Study text:

▬▬▬▬▬▬

Darragh’s work in finance communities is a useful reminder that even highly specific professional audiences need spaces that feel real. At Airbase, Off the Ledger grew during COVID, when many finance professionals were suddenly more isolated and working from home. People needed mentorship, peer access, and a place to ask questions that weren’t easy to ask inside their own company.
That need hasn’t gone away.
A good community can give people a room full of peers who are working through similar problems. That’s valuable in a very practical way.
Community earns business value through trust
We also talked about how community connects to the rest of the business.
I’m always interested in this because community can create real value across sales, product, customer success, and marketing. But it has to be handled carefully. If members feel like the community only exists to extract value from them, the trust disappears.
Darragh shared a great example from Rillet. A prospect had been part of the community, attended sessions, and built familiarity with the company over time. Then he changed jobs. At the new company, he reached out and asked to speak with the best sales rep because he was ready to evaluate the product.
That’s community creating business impact.
But the important part is how it happened. It didn’t come from badgering him every week to book a demo. It came from being present in a useful community, hearing from customers organically, and building trust before there was a buying moment.
Darragh also shared how he uses product update spaces. At Rillet, product ships quickly, so they share frequent updates in a dedicated channel. At Zip, a monthly rhythm made more sense. The idea is to give customers a clear place to see what’s changing without turning the whole community into a product broadcast.

▬▬▬▬▬▬

What you need to do:
Can you return the passage about finance communities word for word, starting at the words "Darragh’s work in" and stopping after "very practical way."?

▬▬▬▬▬▬

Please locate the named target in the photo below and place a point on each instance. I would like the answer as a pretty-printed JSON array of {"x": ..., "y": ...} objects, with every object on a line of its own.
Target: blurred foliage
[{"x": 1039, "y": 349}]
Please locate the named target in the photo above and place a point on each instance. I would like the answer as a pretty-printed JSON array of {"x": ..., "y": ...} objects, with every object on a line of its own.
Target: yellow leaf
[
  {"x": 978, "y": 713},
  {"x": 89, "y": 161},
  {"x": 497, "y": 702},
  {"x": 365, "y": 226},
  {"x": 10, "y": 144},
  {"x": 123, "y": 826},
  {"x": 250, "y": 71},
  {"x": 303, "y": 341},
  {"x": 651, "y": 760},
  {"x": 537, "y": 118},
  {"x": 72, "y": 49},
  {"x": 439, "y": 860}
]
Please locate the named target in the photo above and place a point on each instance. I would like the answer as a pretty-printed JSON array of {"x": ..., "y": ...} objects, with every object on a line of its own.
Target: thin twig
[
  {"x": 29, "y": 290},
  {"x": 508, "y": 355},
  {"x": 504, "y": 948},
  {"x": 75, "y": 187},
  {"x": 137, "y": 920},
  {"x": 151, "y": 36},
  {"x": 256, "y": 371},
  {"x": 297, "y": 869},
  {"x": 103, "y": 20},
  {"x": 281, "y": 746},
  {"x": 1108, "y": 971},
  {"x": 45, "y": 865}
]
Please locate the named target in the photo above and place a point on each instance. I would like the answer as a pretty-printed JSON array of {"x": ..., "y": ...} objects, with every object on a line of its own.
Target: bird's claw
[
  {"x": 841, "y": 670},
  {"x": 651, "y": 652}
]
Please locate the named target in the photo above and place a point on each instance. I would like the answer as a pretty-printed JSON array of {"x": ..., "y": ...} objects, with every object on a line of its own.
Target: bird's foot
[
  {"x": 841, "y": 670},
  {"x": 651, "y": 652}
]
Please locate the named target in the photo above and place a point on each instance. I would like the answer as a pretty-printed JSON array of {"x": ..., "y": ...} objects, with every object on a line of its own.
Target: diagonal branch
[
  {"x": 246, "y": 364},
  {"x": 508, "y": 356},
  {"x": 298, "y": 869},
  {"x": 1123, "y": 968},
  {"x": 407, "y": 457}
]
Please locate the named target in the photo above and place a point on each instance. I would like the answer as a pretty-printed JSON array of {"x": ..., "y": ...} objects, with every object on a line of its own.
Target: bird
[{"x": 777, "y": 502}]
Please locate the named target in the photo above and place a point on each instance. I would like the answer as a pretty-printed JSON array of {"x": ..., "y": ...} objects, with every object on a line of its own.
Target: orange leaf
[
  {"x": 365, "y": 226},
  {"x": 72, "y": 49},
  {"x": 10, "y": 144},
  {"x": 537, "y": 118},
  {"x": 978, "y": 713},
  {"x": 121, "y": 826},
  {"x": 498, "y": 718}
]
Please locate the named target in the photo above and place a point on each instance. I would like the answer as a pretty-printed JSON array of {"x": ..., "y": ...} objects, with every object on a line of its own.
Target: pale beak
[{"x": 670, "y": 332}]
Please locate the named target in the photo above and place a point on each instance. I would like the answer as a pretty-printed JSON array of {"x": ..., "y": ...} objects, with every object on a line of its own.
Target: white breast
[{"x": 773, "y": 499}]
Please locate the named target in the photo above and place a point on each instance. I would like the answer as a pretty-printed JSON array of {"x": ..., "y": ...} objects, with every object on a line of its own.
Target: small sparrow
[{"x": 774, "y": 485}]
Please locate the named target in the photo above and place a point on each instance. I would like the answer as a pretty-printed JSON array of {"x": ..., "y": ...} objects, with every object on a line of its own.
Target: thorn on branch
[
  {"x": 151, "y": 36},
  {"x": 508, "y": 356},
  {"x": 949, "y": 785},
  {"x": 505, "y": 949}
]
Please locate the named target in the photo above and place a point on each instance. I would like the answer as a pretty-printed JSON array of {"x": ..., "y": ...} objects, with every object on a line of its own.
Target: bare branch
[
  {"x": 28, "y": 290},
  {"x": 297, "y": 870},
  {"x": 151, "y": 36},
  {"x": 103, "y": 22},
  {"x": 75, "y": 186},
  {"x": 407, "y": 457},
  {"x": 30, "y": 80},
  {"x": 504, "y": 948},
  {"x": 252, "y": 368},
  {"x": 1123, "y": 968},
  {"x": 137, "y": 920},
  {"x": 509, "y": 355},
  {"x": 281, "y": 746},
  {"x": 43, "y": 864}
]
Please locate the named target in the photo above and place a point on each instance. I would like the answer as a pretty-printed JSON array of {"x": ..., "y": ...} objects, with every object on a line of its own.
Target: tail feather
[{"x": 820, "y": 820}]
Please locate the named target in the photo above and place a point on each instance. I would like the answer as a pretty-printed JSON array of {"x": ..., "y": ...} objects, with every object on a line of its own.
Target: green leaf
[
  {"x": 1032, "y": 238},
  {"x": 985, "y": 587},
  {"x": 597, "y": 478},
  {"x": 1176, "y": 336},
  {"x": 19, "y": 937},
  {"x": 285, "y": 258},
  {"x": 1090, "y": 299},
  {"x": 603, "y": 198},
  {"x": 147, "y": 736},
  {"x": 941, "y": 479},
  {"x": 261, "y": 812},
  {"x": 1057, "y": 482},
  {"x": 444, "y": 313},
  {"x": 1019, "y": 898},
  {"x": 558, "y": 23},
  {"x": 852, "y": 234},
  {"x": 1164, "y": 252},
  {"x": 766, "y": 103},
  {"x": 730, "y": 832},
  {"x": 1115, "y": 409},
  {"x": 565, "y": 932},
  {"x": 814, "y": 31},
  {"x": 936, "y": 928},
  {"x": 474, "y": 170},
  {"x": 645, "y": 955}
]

▬▬▬▬▬▬

Answer box:
Darragh’s work in finance communities is a useful reminder that even highly specific professional audiences need spaces that feel real. At Airbase, Off the Ledger grew during COVID, when many finance professionals were suddenly more isolated and working from home. People needed mentorship, peer access, and a place to ask questions that weren’t easy to ask inside their own company.
That need hasn’t gone away.
A good community can give people a room full of peers who are working through similar problems. That’s valuable in a very practical way.